──────── DATA PROVIDED
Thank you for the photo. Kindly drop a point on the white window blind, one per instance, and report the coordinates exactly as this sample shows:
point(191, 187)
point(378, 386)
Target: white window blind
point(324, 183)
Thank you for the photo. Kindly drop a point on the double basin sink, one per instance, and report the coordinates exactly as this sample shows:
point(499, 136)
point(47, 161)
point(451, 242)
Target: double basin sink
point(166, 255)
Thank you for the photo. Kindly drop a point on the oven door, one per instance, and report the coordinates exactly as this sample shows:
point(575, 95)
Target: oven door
────────────────
Whenever a line in the records contains the word "Thank", copy that line.

Thank you for the photo. Kindly drop a point on the white window blind, one per instance, and report the coordinates exactly as this sample shows:
Thank you for the photo. Kindly drop a point on the double basin sink, one per instance, and report the coordinates exactly as this sample shows:
Thank you for the photo. Kindly drop a point on the oven door, one per instance, and report the coordinates exactly as this sample shows:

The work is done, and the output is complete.